**Goal of the exercise:** Whatever appears in the records should be given again exactly, down to the last mark.

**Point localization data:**
+ + + + +

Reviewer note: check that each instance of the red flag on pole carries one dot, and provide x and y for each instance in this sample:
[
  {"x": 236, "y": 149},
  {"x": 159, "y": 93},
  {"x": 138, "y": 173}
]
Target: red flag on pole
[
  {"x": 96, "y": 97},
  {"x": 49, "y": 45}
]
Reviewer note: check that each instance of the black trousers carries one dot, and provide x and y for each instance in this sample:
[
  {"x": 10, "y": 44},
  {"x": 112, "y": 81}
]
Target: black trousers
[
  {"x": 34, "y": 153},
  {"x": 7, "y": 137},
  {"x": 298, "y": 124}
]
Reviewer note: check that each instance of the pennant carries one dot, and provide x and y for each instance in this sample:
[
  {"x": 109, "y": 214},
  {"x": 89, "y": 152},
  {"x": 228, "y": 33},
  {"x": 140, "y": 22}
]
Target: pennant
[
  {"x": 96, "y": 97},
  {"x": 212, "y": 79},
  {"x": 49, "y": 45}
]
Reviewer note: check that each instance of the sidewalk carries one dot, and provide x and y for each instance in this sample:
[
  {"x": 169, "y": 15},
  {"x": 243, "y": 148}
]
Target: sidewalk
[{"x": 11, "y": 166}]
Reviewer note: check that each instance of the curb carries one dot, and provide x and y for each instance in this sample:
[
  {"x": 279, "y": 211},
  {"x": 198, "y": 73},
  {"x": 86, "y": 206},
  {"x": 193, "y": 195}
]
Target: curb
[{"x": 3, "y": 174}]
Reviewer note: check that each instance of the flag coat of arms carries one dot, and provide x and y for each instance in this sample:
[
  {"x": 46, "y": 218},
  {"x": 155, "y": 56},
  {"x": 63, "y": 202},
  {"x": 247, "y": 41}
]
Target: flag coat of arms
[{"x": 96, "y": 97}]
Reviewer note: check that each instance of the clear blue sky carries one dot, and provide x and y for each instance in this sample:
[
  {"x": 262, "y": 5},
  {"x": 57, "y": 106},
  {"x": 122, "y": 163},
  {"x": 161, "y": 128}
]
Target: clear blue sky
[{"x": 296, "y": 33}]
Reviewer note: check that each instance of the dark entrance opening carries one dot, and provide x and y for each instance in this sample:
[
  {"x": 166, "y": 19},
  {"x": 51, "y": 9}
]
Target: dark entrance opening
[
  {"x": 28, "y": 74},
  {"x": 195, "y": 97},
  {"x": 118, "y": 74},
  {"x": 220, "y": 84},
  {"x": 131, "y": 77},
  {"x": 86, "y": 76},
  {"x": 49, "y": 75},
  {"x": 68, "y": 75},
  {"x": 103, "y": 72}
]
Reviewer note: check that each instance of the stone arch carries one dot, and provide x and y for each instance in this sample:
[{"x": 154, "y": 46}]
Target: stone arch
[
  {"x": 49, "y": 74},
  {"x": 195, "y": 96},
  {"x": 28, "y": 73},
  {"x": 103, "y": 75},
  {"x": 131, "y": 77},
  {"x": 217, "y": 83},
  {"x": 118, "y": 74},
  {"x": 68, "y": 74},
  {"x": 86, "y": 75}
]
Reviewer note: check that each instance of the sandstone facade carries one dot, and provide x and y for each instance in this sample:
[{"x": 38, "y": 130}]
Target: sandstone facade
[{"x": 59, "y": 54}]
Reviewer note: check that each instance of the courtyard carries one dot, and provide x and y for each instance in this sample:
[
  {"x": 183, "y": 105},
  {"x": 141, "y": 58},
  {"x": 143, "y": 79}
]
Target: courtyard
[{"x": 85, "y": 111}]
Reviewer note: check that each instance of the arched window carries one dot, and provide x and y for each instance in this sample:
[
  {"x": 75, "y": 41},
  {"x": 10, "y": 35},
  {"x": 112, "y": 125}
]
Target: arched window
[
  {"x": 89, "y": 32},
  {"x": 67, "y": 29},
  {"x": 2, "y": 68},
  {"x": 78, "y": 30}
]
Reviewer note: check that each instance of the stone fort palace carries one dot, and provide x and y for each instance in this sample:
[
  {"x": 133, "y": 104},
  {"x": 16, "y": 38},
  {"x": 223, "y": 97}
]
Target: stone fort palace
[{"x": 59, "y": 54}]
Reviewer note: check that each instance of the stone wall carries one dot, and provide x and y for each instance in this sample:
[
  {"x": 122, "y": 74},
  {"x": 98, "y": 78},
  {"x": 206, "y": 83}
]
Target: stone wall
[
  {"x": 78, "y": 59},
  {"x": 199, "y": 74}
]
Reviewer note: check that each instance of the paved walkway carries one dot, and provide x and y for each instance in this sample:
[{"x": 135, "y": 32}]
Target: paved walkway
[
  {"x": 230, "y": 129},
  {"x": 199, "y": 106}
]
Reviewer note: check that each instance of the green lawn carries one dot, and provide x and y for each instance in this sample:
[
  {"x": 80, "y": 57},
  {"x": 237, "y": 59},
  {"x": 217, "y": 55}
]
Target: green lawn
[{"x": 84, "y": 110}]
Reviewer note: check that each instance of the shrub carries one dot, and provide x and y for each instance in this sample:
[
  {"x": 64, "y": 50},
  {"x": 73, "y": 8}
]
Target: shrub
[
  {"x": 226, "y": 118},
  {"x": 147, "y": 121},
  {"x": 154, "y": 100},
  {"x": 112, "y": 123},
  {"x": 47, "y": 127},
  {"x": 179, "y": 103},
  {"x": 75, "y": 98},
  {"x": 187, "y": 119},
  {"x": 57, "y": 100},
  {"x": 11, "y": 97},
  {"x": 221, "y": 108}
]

+ + + + +

**Solution for this task:**
Reviewer note: check that each instance of the red flag on pole carries one dot, and provide x and y for each instance in this sample:
[
  {"x": 236, "y": 149},
  {"x": 159, "y": 93},
  {"x": 138, "y": 173}
]
Target: red flag on pole
[
  {"x": 96, "y": 97},
  {"x": 49, "y": 45}
]
Reviewer note: check that each instance of the black trousers carries one dot, and provide x and y for each instance in this sample:
[
  {"x": 10, "y": 44},
  {"x": 112, "y": 81}
]
Target: black trousers
[
  {"x": 34, "y": 153},
  {"x": 7, "y": 137},
  {"x": 298, "y": 124}
]
Reviewer note: check that each instance of the pennant carries one dot, and provide x and y for each instance in this sample:
[
  {"x": 109, "y": 214},
  {"x": 89, "y": 152},
  {"x": 228, "y": 33},
  {"x": 140, "y": 22}
]
Target: pennant
[
  {"x": 96, "y": 97},
  {"x": 212, "y": 79},
  {"x": 49, "y": 45}
]
Reviewer note: check that each instance of the sidewalk carries one dot, and provide x and y for each instance in this sample:
[
  {"x": 169, "y": 15},
  {"x": 243, "y": 148}
]
Target: sidewalk
[{"x": 11, "y": 166}]
Reviewer note: check that each instance of the curb carries one dot, and provide x and y for each instance in this sample:
[
  {"x": 279, "y": 211},
  {"x": 198, "y": 73},
  {"x": 86, "y": 206},
  {"x": 193, "y": 195}
]
Target: curb
[{"x": 3, "y": 174}]
Reviewer note: check that each instance of the flag coat of arms carries one dot, and provide x and y for each instance in this sample:
[
  {"x": 46, "y": 218},
  {"x": 155, "y": 56},
  {"x": 63, "y": 202},
  {"x": 247, "y": 41}
]
Target: flag coat of arms
[{"x": 96, "y": 97}]
Reviewer note: check that each instance of the clear blue sky carries one dot, and provide x and y for each instance in this sample:
[
  {"x": 262, "y": 5},
  {"x": 57, "y": 106},
  {"x": 122, "y": 163},
  {"x": 161, "y": 128}
]
Target: clear blue sky
[{"x": 296, "y": 33}]
Reviewer note: check that each instance of the dark entrance opening carries one dot, and provide x and y for each instance in this sample:
[
  {"x": 166, "y": 19},
  {"x": 51, "y": 9}
]
Target: dark entrance opening
[
  {"x": 28, "y": 74},
  {"x": 195, "y": 97},
  {"x": 118, "y": 74},
  {"x": 220, "y": 84},
  {"x": 131, "y": 77},
  {"x": 86, "y": 76},
  {"x": 49, "y": 75},
  {"x": 68, "y": 75},
  {"x": 103, "y": 72}
]
Reviewer note: check that each instance of the stone arch carries one dot, and provide x and y for each instance in this sample:
[{"x": 154, "y": 46}]
Target: stone arch
[
  {"x": 49, "y": 74},
  {"x": 195, "y": 96},
  {"x": 28, "y": 73},
  {"x": 103, "y": 75},
  {"x": 131, "y": 77},
  {"x": 217, "y": 83},
  {"x": 118, "y": 74},
  {"x": 68, "y": 74},
  {"x": 86, "y": 75}
]
Reviewer note: check that each instance of the sandstone facade carries one dot, and provide x and y for each instance in this sample:
[{"x": 38, "y": 130}]
Target: sandstone facade
[{"x": 59, "y": 54}]
Reviewer note: check that each instance of the courtyard carries one dot, and provide x and y for each instance in this sample:
[
  {"x": 183, "y": 105},
  {"x": 141, "y": 58},
  {"x": 143, "y": 79}
]
Target: courtyard
[{"x": 85, "y": 111}]
Reviewer note: check that each instance of the arched window carries one dot, and provide x and y for each instance in this sample:
[
  {"x": 75, "y": 41},
  {"x": 10, "y": 35},
  {"x": 112, "y": 125}
]
Target: arched window
[
  {"x": 89, "y": 32},
  {"x": 67, "y": 29},
  {"x": 2, "y": 68},
  {"x": 78, "y": 30}
]
Reviewer note: check that each instance of the stone fort palace carries one dot, and provide x and y for each instance in this sample:
[
  {"x": 133, "y": 104},
  {"x": 16, "y": 38},
  {"x": 223, "y": 97}
]
Target: stone fort palace
[{"x": 59, "y": 54}]
Reviewer note: check that each instance of the stone wall carries one dot, and provide x and y for each instance in this sample:
[
  {"x": 122, "y": 74},
  {"x": 98, "y": 78},
  {"x": 206, "y": 83}
]
Target: stone wall
[
  {"x": 78, "y": 59},
  {"x": 199, "y": 74}
]
Reviewer note: check that each instance of the paved walkway carries one dot, and provide x and y for each instance in this sample:
[{"x": 135, "y": 32}]
Target: paved walkway
[
  {"x": 230, "y": 129},
  {"x": 199, "y": 106}
]
Reviewer note: check that each instance of the green lawn carries one dot, and provide x and y for each instance in this sample:
[
  {"x": 80, "y": 57},
  {"x": 237, "y": 59},
  {"x": 217, "y": 55}
]
Target: green lawn
[{"x": 84, "y": 110}]
Reviewer note: check that each instance of the shrub carries one dot, and provide x and y for each instance in this sample:
[
  {"x": 64, "y": 50},
  {"x": 73, "y": 8}
]
Target: shrub
[
  {"x": 226, "y": 118},
  {"x": 147, "y": 121},
  {"x": 154, "y": 100},
  {"x": 112, "y": 123},
  {"x": 47, "y": 127},
  {"x": 179, "y": 103},
  {"x": 75, "y": 98},
  {"x": 187, "y": 119},
  {"x": 57, "y": 100},
  {"x": 11, "y": 97},
  {"x": 221, "y": 108}
]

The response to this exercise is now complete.